• **DESCRIPTION OF THE TASK**
Provide an exact copy of the data, excluding the images.

[Pointing dataset excerpts]

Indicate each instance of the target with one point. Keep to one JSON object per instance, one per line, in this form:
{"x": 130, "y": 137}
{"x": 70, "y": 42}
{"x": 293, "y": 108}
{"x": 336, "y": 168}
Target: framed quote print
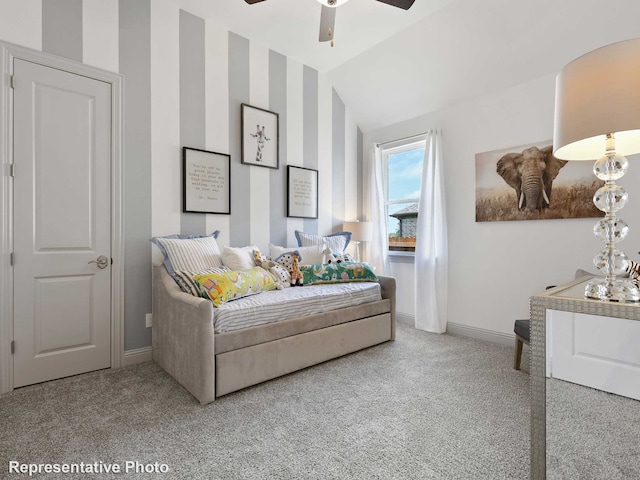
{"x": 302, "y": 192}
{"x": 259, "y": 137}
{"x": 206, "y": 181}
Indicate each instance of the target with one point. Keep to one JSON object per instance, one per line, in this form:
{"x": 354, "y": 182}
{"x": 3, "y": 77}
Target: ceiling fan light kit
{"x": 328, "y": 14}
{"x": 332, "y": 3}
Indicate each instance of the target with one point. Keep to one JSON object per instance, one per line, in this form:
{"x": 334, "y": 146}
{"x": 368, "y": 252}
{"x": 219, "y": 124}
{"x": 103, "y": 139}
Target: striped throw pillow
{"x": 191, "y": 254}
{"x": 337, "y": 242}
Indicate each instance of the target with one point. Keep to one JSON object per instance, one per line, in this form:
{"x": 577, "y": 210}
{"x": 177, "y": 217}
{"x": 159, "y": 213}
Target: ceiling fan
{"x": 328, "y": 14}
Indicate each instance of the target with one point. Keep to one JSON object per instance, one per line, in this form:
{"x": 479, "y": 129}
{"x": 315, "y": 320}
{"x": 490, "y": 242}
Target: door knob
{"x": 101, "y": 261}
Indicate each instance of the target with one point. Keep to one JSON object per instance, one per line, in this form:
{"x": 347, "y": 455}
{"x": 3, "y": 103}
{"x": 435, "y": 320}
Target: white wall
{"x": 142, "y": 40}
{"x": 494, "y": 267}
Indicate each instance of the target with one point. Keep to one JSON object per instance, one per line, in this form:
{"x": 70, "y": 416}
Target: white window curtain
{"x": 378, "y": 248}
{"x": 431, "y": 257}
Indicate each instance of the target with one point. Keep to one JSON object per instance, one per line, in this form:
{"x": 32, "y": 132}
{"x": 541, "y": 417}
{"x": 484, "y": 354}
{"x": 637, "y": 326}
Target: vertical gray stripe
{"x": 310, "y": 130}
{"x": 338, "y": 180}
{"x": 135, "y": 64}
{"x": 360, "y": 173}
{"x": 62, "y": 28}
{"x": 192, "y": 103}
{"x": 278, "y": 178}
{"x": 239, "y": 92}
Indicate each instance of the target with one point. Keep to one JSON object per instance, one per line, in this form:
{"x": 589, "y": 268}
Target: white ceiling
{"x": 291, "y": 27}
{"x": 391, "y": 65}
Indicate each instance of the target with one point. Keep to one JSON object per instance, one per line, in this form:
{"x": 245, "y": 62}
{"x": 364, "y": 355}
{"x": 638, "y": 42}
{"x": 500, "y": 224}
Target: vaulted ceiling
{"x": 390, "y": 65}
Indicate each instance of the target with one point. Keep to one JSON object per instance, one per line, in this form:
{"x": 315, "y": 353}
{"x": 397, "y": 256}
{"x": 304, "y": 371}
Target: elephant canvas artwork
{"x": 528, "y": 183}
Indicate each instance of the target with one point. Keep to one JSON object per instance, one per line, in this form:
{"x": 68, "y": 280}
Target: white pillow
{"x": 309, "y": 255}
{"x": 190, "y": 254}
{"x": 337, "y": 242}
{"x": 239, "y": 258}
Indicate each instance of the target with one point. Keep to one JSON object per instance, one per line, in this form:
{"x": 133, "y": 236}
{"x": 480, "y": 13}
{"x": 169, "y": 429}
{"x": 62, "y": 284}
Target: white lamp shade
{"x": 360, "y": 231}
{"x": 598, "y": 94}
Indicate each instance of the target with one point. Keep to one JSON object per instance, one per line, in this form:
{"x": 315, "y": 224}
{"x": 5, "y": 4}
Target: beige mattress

• **PROBLEM SOLUTION**
Indicate each instance of the target with one point. Keep to one JSON object per instance, one per line, in this form:
{"x": 130, "y": 137}
{"x": 70, "y": 42}
{"x": 293, "y": 108}
{"x": 336, "y": 168}
Target: framed quote print
{"x": 302, "y": 192}
{"x": 259, "y": 137}
{"x": 206, "y": 181}
Indicate each instance of the target with one point. Keep to one JSON object per instance, one per line, in this form:
{"x": 354, "y": 182}
{"x": 3, "y": 77}
Target: ceiling fan light kit
{"x": 328, "y": 14}
{"x": 332, "y": 3}
Indicate each instance of the target with one point. Keep to one JSON object per instance, one per line, in this form:
{"x": 334, "y": 146}
{"x": 368, "y": 252}
{"x": 219, "y": 124}
{"x": 103, "y": 139}
Target: striped throw pillow
{"x": 191, "y": 254}
{"x": 337, "y": 242}
Indicate each instance of the target with one point. Keep to one JSON object per instance, one per line, in this form:
{"x": 577, "y": 210}
{"x": 177, "y": 217}
{"x": 159, "y": 213}
Target: ceiling fan
{"x": 328, "y": 14}
Indicate each instance of the target with one point. Keep to one JSON object per instance, one per line, in this form:
{"x": 479, "y": 129}
{"x": 315, "y": 320}
{"x": 490, "y": 242}
Target: door knob
{"x": 101, "y": 261}
Indicate each instance of the target with one point. Keep to one JSON object per instance, one per line, in this form:
{"x": 347, "y": 455}
{"x": 3, "y": 103}
{"x": 435, "y": 320}
Target: white wall
{"x": 142, "y": 40}
{"x": 494, "y": 267}
Indicate each instance of the target with one point. Keep to one JSON object per instance, one per line, in this form:
{"x": 70, "y": 416}
Target: white window curtain
{"x": 378, "y": 248}
{"x": 431, "y": 257}
Indicate each instance of the target with one point. Keep to one JSON object per instance, one per line, in this form:
{"x": 32, "y": 132}
{"x": 541, "y": 417}
{"x": 484, "y": 354}
{"x": 637, "y": 326}
Target: vertical gray stripe
{"x": 310, "y": 130}
{"x": 338, "y": 180}
{"x": 135, "y": 64}
{"x": 360, "y": 173}
{"x": 62, "y": 28}
{"x": 192, "y": 103}
{"x": 278, "y": 178}
{"x": 239, "y": 92}
Indicate each instance of the target with one point. Keep to one JSON object per instance, one per line, in this form:
{"x": 589, "y": 268}
Target: white ceiling
{"x": 291, "y": 27}
{"x": 391, "y": 65}
Indicate each instance of the target with one point. Keep to one JSON object per instance, one per line, in this form:
{"x": 245, "y": 62}
{"x": 364, "y": 355}
{"x": 638, "y": 42}
{"x": 500, "y": 224}
Target: vaulted ceiling
{"x": 390, "y": 65}
Indicate each instance of the target with one point. Keep to one JSON object per instance, one per line, in this form:
{"x": 315, "y": 353}
{"x": 397, "y": 256}
{"x": 304, "y": 371}
Target: elephant canvas artwork
{"x": 528, "y": 183}
Indicate each instance of the target with one point. Keep to one JSON object per instance, one per line, in this form:
{"x": 68, "y": 280}
Target: white pillow
{"x": 309, "y": 255}
{"x": 190, "y": 254}
{"x": 337, "y": 242}
{"x": 239, "y": 258}
Indicate each instance of the target with one point. Keep to one JSON object per instance, one per line, in this form:
{"x": 133, "y": 236}
{"x": 480, "y": 13}
{"x": 169, "y": 429}
{"x": 62, "y": 284}
Target: white lamp shade
{"x": 360, "y": 231}
{"x": 598, "y": 94}
Indicate each instance of the target with one point. Keep to one JSON object per instance, one per line, in this form:
{"x": 315, "y": 224}
{"x": 5, "y": 4}
Target: beige mattress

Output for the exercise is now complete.